● **PROVIDED INFORMATION**
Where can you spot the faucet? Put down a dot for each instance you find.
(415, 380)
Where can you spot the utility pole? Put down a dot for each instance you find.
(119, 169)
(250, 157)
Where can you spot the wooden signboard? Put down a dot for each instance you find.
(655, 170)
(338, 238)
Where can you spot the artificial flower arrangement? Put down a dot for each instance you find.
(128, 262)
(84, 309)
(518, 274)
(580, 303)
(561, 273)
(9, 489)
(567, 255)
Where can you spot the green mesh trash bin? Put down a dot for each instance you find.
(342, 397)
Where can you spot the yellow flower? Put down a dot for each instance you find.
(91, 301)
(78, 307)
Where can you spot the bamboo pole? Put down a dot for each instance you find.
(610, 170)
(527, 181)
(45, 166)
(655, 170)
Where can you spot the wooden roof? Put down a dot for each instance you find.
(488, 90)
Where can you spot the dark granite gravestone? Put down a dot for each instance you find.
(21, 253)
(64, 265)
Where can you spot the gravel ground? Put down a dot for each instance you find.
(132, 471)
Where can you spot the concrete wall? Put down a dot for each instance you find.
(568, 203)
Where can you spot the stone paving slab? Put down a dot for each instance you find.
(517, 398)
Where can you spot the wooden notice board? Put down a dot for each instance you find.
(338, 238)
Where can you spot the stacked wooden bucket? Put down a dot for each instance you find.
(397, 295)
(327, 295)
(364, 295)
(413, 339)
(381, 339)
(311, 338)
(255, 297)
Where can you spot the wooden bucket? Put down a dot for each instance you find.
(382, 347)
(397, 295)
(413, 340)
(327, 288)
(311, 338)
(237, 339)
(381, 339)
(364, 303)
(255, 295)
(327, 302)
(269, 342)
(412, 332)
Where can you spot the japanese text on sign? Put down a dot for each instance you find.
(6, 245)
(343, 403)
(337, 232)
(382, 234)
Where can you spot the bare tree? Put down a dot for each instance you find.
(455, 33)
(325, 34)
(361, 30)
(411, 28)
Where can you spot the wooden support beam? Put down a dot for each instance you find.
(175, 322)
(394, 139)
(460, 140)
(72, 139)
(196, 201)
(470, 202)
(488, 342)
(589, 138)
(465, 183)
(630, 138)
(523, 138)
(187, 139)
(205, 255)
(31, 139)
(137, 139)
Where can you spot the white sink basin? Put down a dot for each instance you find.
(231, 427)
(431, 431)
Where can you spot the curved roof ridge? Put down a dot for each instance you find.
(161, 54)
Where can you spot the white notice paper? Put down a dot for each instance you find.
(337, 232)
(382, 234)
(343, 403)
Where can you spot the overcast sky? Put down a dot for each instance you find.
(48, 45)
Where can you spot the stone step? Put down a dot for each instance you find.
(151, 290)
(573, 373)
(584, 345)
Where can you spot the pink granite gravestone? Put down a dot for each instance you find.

● **WHAT IS NEEDED**
Can you revise the rows from the line holding "Where can you spot the white notice" through the last row, inclusive, so that "dot" becomes "mark" and nothing else changes? Return only those lines.

● **ANSWER TO THE TASK**
Where can you spot the white notice paper? Put down a mark for each instance you find.
(337, 232)
(382, 234)
(343, 403)
Where can you spot the overcast sky? Put down a mark for each instance you find.
(48, 45)
Where can you spot the stone step? Put down a mark for each instance you find.
(151, 290)
(573, 373)
(584, 345)
Where can you spot the pink granite gravestone? Put down a mark for each instance you find.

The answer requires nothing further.